— Given exercise —
Copy nothing before the line that contains "point: the clear blue sky in this photo"; from there, transcribe each line exactly through the end of the material, omitting pictures.

— Task input —
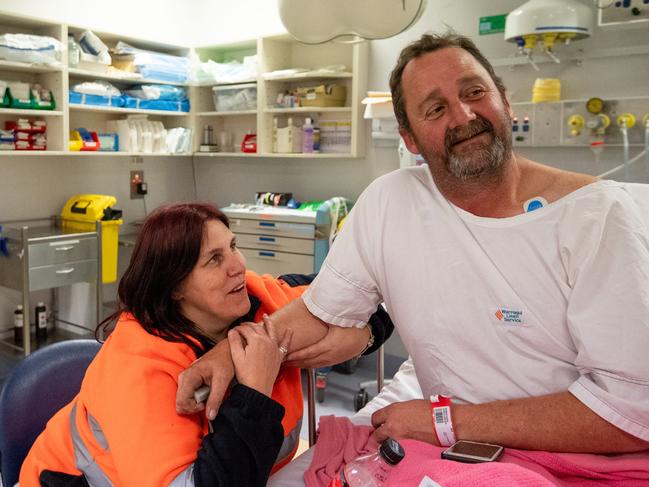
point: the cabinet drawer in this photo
(277, 263)
(266, 227)
(61, 251)
(274, 243)
(61, 275)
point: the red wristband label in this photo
(442, 420)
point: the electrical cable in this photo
(625, 145)
(625, 165)
(646, 141)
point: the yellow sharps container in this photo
(80, 214)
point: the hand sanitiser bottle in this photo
(371, 470)
(307, 136)
(40, 313)
(19, 323)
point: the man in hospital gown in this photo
(535, 323)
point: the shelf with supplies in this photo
(309, 76)
(31, 112)
(118, 77)
(107, 109)
(17, 66)
(309, 110)
(234, 113)
(234, 107)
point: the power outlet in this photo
(137, 179)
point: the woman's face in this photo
(214, 294)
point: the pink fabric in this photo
(341, 441)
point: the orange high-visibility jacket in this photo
(128, 395)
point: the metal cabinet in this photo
(44, 256)
(280, 240)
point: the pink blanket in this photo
(340, 441)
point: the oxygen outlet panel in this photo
(604, 125)
(626, 13)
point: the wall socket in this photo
(137, 177)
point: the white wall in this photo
(165, 21)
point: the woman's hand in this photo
(257, 354)
(338, 345)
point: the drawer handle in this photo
(65, 242)
(62, 249)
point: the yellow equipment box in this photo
(323, 96)
(81, 212)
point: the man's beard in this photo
(481, 163)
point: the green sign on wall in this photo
(493, 24)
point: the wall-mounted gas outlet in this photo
(137, 185)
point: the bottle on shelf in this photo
(316, 139)
(19, 323)
(74, 52)
(40, 313)
(373, 469)
(307, 136)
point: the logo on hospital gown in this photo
(510, 316)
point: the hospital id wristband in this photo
(442, 420)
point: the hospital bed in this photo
(403, 387)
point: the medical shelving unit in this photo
(274, 52)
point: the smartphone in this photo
(472, 452)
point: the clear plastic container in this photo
(373, 470)
(74, 52)
(230, 98)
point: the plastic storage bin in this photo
(323, 96)
(80, 214)
(231, 98)
(87, 99)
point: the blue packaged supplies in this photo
(157, 92)
(87, 99)
(167, 105)
(155, 65)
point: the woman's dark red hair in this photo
(167, 249)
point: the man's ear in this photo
(409, 140)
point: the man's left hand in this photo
(338, 345)
(408, 419)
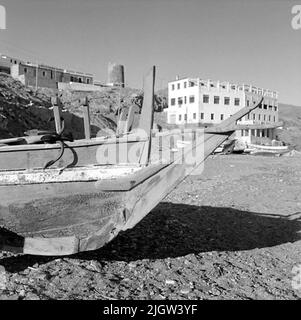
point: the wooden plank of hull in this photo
(76, 219)
(37, 156)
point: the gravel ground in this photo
(231, 233)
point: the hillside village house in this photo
(39, 75)
(207, 102)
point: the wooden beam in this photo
(57, 114)
(87, 120)
(147, 114)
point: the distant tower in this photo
(116, 75)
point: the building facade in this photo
(39, 75)
(207, 102)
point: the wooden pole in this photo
(87, 120)
(57, 114)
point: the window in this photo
(216, 100)
(226, 101)
(205, 98)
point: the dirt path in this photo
(232, 233)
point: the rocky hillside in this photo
(291, 132)
(22, 108)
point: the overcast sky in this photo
(237, 40)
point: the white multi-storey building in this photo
(198, 101)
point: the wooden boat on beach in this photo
(60, 197)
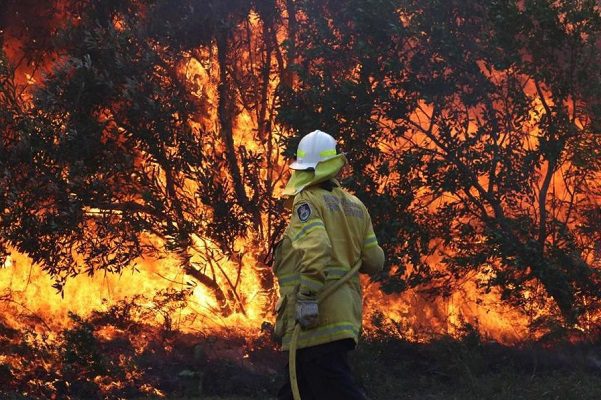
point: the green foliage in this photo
(459, 118)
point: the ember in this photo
(141, 168)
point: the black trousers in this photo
(323, 373)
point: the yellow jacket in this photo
(329, 231)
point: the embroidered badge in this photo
(304, 212)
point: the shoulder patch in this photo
(303, 211)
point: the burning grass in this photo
(114, 354)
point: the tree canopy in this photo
(472, 130)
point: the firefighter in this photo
(329, 231)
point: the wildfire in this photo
(26, 290)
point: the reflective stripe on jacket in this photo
(329, 231)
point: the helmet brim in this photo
(302, 166)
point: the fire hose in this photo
(327, 290)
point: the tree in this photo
(122, 142)
(478, 125)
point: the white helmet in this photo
(313, 148)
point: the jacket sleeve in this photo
(310, 238)
(372, 255)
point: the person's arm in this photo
(372, 255)
(311, 239)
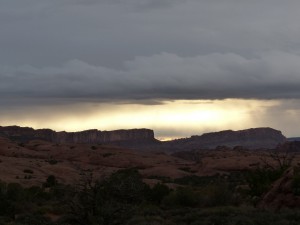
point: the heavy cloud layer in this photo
(149, 49)
(272, 75)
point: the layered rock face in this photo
(251, 138)
(88, 136)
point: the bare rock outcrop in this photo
(88, 136)
(254, 138)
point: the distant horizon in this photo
(182, 137)
(176, 67)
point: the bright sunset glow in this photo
(172, 119)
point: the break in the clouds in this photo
(150, 49)
(273, 75)
(73, 61)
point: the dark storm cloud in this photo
(149, 49)
(167, 76)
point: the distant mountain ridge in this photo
(143, 139)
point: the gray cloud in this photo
(273, 75)
(149, 49)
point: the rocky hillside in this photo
(254, 138)
(25, 134)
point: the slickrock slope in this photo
(88, 136)
(254, 138)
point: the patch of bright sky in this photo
(172, 119)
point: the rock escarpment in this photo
(254, 138)
(88, 136)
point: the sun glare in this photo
(172, 119)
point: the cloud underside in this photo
(272, 75)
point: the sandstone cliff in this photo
(253, 138)
(88, 136)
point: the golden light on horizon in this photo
(171, 119)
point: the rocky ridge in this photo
(94, 136)
(254, 138)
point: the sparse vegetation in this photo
(28, 171)
(108, 154)
(123, 198)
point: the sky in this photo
(180, 67)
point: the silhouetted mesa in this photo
(25, 134)
(254, 138)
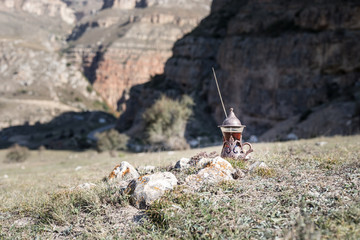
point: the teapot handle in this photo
(248, 151)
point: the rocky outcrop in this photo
(146, 189)
(216, 171)
(119, 49)
(37, 83)
(275, 61)
(51, 8)
(124, 171)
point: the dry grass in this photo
(309, 192)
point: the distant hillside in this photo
(284, 66)
(37, 82)
(127, 42)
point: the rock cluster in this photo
(144, 190)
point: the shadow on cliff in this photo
(68, 131)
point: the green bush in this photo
(111, 140)
(17, 153)
(165, 122)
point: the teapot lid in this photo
(231, 120)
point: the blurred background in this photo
(136, 74)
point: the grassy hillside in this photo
(310, 192)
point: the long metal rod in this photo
(217, 85)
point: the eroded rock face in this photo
(146, 189)
(52, 8)
(299, 59)
(119, 49)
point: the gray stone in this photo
(124, 171)
(238, 174)
(257, 165)
(146, 189)
(216, 170)
(146, 169)
(183, 163)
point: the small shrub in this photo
(166, 121)
(111, 140)
(17, 153)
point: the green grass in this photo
(308, 192)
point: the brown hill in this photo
(284, 66)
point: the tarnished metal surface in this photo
(231, 120)
(232, 138)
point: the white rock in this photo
(217, 170)
(320, 144)
(183, 163)
(146, 189)
(291, 136)
(203, 162)
(146, 169)
(124, 171)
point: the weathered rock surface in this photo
(37, 83)
(257, 165)
(128, 42)
(123, 171)
(183, 163)
(217, 170)
(146, 189)
(51, 8)
(298, 63)
(147, 169)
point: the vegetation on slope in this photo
(312, 192)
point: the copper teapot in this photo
(233, 147)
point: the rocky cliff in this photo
(129, 41)
(284, 66)
(37, 83)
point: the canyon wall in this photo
(128, 42)
(284, 66)
(38, 83)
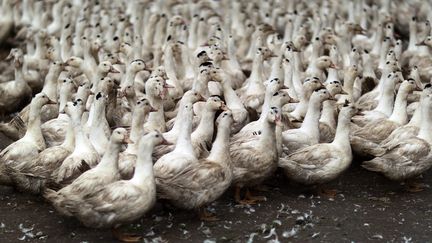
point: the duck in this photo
(156, 92)
(127, 158)
(322, 162)
(407, 131)
(122, 201)
(83, 157)
(409, 157)
(54, 130)
(31, 144)
(327, 121)
(308, 134)
(232, 100)
(255, 159)
(14, 94)
(97, 126)
(105, 172)
(32, 176)
(202, 136)
(309, 86)
(183, 154)
(199, 184)
(385, 105)
(370, 135)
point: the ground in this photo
(368, 207)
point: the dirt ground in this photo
(367, 208)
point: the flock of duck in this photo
(113, 104)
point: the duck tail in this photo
(376, 165)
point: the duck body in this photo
(321, 163)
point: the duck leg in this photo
(125, 237)
(413, 186)
(205, 215)
(330, 193)
(238, 198)
(250, 197)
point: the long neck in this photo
(34, 123)
(220, 150)
(425, 127)
(328, 113)
(342, 131)
(201, 85)
(205, 128)
(50, 85)
(416, 118)
(65, 95)
(81, 140)
(257, 69)
(69, 141)
(413, 36)
(138, 117)
(312, 115)
(268, 136)
(184, 139)
(111, 156)
(231, 98)
(385, 104)
(144, 166)
(267, 99)
(399, 114)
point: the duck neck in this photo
(413, 36)
(425, 127)
(231, 98)
(311, 120)
(342, 131)
(257, 70)
(268, 135)
(138, 117)
(416, 118)
(328, 113)
(143, 174)
(205, 128)
(34, 122)
(386, 101)
(399, 114)
(201, 85)
(220, 150)
(50, 85)
(69, 141)
(267, 100)
(184, 142)
(111, 157)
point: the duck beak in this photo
(168, 86)
(332, 65)
(9, 57)
(278, 120)
(224, 107)
(343, 92)
(294, 100)
(165, 142)
(421, 43)
(127, 140)
(51, 102)
(113, 70)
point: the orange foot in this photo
(125, 237)
(204, 215)
(415, 187)
(331, 193)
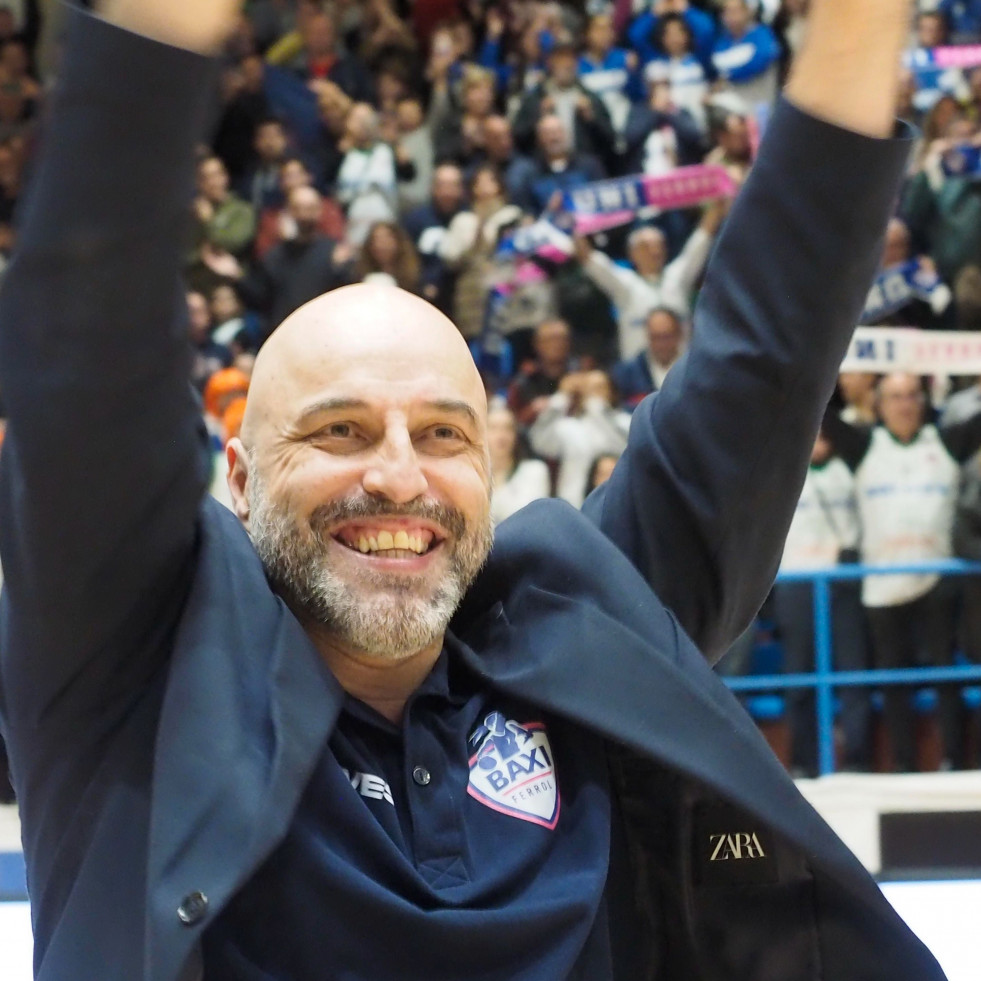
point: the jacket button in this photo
(193, 908)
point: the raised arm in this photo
(103, 469)
(703, 497)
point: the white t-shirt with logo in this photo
(907, 493)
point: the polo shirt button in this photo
(193, 908)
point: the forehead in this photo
(384, 352)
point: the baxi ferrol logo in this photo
(731, 847)
(512, 771)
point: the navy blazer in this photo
(164, 709)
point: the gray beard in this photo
(385, 615)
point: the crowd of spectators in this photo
(424, 143)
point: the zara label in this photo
(512, 770)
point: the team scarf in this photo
(898, 286)
(959, 56)
(923, 352)
(604, 204)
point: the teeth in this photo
(385, 541)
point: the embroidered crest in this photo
(512, 771)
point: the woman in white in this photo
(517, 481)
(577, 425)
(366, 182)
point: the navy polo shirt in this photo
(473, 840)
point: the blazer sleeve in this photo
(104, 465)
(702, 499)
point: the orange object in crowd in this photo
(222, 387)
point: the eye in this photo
(443, 439)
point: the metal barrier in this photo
(824, 679)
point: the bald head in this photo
(352, 335)
(362, 473)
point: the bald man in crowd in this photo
(338, 734)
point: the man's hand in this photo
(847, 72)
(198, 25)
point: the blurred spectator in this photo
(234, 327)
(517, 479)
(936, 123)
(746, 55)
(427, 226)
(388, 256)
(907, 475)
(608, 71)
(382, 31)
(276, 224)
(10, 179)
(908, 292)
(942, 207)
(790, 26)
(577, 424)
(732, 146)
(414, 147)
(857, 390)
(643, 31)
(601, 471)
(261, 187)
(967, 545)
(297, 269)
(659, 135)
(652, 282)
(675, 64)
(207, 356)
(497, 149)
(973, 107)
(931, 80)
(322, 57)
(963, 20)
(967, 299)
(556, 169)
(585, 121)
(244, 106)
(825, 530)
(537, 381)
(458, 134)
(366, 181)
(224, 224)
(637, 377)
(326, 139)
(469, 245)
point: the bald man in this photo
(335, 734)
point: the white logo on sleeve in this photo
(512, 770)
(368, 785)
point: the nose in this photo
(395, 472)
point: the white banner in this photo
(923, 352)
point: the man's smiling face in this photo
(362, 474)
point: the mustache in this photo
(363, 507)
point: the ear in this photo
(238, 478)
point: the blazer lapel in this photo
(248, 710)
(655, 694)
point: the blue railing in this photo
(824, 679)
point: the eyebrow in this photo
(448, 406)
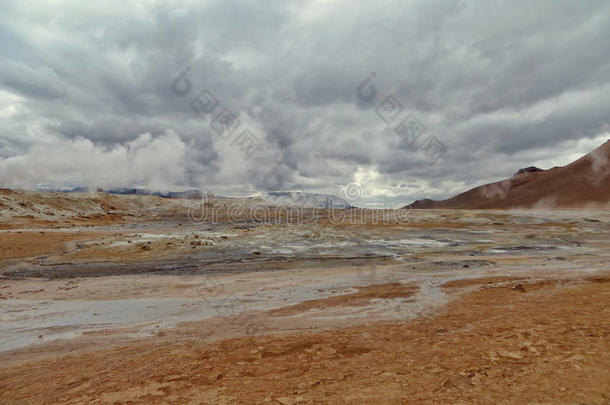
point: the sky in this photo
(381, 103)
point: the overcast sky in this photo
(91, 93)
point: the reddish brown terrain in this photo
(584, 183)
(136, 299)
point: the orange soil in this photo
(547, 344)
(362, 297)
(27, 243)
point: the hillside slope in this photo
(584, 183)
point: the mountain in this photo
(584, 183)
(305, 200)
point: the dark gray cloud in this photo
(86, 92)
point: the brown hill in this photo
(584, 183)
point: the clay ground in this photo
(123, 306)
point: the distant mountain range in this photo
(278, 198)
(305, 200)
(584, 183)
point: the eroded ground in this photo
(445, 307)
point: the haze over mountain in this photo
(584, 183)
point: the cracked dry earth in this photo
(454, 307)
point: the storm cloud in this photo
(89, 93)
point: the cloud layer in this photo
(86, 93)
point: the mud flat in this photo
(450, 306)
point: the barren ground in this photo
(103, 302)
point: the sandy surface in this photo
(447, 307)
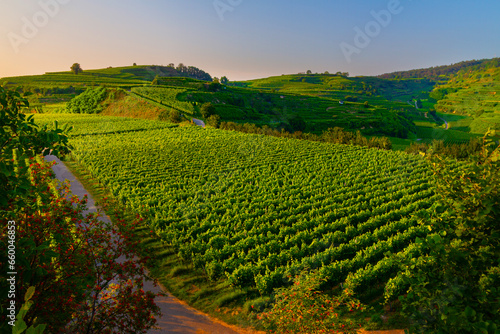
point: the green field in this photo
(251, 209)
(93, 124)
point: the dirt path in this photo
(177, 317)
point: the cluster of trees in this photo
(332, 135)
(438, 72)
(457, 151)
(89, 102)
(191, 71)
(68, 279)
(454, 285)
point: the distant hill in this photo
(474, 94)
(443, 73)
(111, 76)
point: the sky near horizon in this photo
(246, 39)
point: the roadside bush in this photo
(303, 308)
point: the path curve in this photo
(177, 317)
(445, 122)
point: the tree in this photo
(214, 121)
(21, 138)
(418, 104)
(174, 116)
(59, 252)
(304, 308)
(454, 286)
(76, 68)
(207, 110)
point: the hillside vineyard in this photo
(254, 209)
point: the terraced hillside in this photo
(252, 210)
(475, 95)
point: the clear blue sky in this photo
(245, 39)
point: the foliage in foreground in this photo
(70, 259)
(454, 287)
(303, 308)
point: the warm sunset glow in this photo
(246, 40)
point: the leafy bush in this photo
(454, 286)
(88, 102)
(303, 308)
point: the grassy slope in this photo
(475, 102)
(190, 283)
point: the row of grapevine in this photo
(166, 96)
(84, 124)
(255, 209)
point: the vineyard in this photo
(165, 97)
(92, 124)
(254, 210)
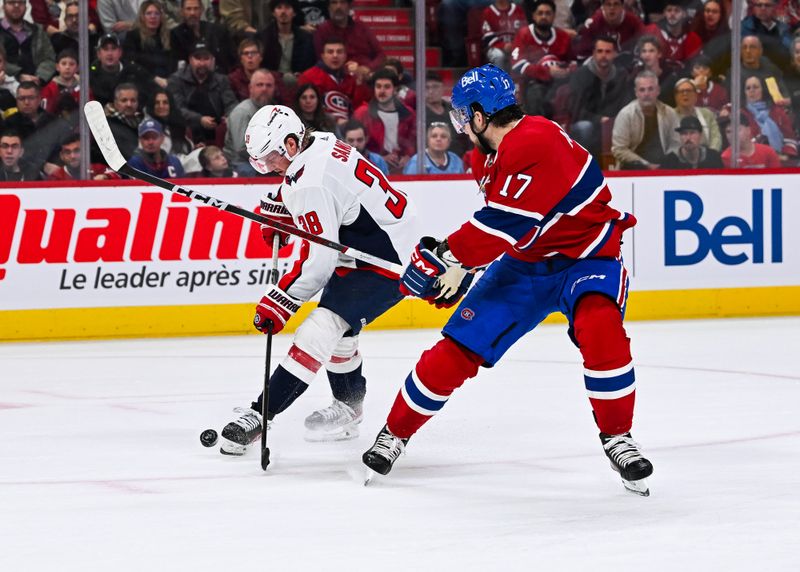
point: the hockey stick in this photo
(273, 278)
(96, 118)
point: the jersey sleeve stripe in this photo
(515, 226)
(529, 214)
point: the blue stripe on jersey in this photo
(608, 384)
(512, 224)
(366, 235)
(420, 402)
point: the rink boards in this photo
(127, 260)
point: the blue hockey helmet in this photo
(488, 86)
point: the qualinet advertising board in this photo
(132, 245)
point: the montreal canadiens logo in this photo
(337, 104)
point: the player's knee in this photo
(447, 365)
(599, 331)
(314, 343)
(345, 357)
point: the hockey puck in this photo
(209, 438)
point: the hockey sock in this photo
(427, 388)
(284, 388)
(344, 372)
(608, 368)
(350, 387)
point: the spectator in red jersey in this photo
(364, 52)
(710, 93)
(610, 20)
(501, 22)
(711, 26)
(542, 59)
(390, 124)
(65, 83)
(250, 58)
(404, 92)
(678, 43)
(70, 157)
(751, 155)
(341, 90)
(309, 108)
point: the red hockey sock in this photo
(427, 388)
(608, 367)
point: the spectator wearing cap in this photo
(438, 110)
(390, 124)
(65, 83)
(29, 53)
(541, 59)
(775, 36)
(148, 43)
(437, 159)
(68, 38)
(108, 71)
(12, 166)
(611, 20)
(250, 59)
(288, 48)
(70, 158)
(686, 106)
(262, 92)
(193, 29)
(644, 130)
(124, 118)
(678, 43)
(355, 134)
(752, 155)
(117, 16)
(364, 52)
(150, 157)
(692, 153)
(214, 164)
(203, 96)
(710, 92)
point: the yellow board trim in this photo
(232, 319)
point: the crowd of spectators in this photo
(641, 84)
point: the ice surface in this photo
(101, 467)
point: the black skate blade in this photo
(637, 487)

— Task response —
point: the clear blue sky in this photo
(245, 39)
point: the foliage in foreground in this photo
(70, 259)
(454, 287)
(303, 308)
point: the warm sunset glow in this photo
(246, 40)
point: the leafy bush in this photo
(454, 286)
(88, 102)
(303, 308)
point: the grassy slope in this photo
(475, 102)
(190, 283)
point: the row of grapevine in this photo
(166, 96)
(84, 124)
(255, 209)
point: the vineyard in this photo
(165, 97)
(92, 124)
(254, 210)
point: the hockey stick in this photo
(273, 278)
(96, 118)
point: the jersey sleeve stripe in this photo
(515, 226)
(529, 214)
point: the blue stripe on jersey in this photo
(608, 384)
(512, 224)
(366, 235)
(420, 402)
point: the rink boards in this photo
(127, 260)
point: the blue hockey helmet in this photo
(488, 86)
point: the qualinet advertising board in this photo
(132, 245)
point: the montreal canadiens logo in this photo
(337, 104)
point: the player's knee in this photo
(447, 365)
(599, 331)
(314, 343)
(345, 357)
point: the hockey puck in this photo
(209, 438)
point: the hockey sock in this photo
(427, 388)
(284, 388)
(344, 372)
(608, 368)
(350, 387)
point: the spectator in red jersey in this photo
(364, 52)
(710, 93)
(610, 20)
(501, 22)
(711, 26)
(542, 59)
(390, 124)
(65, 83)
(250, 58)
(404, 92)
(678, 43)
(70, 157)
(751, 155)
(341, 90)
(309, 108)
point: the red hockey sock in this photo
(427, 388)
(608, 367)
point: the spectator wearing cap in this photo
(438, 110)
(390, 124)
(65, 83)
(29, 53)
(541, 59)
(775, 36)
(148, 43)
(437, 159)
(68, 38)
(108, 71)
(12, 166)
(611, 20)
(250, 59)
(288, 48)
(70, 158)
(686, 106)
(262, 92)
(193, 29)
(644, 130)
(124, 118)
(678, 43)
(355, 134)
(752, 155)
(117, 16)
(364, 52)
(150, 157)
(692, 153)
(214, 164)
(203, 96)
(710, 92)
point: the yellow board trim in this photo
(232, 319)
point: the crowd of spectators in this photo
(641, 84)
point: the ice surface in this photo
(101, 467)
point: the black skate blade in this photo
(637, 487)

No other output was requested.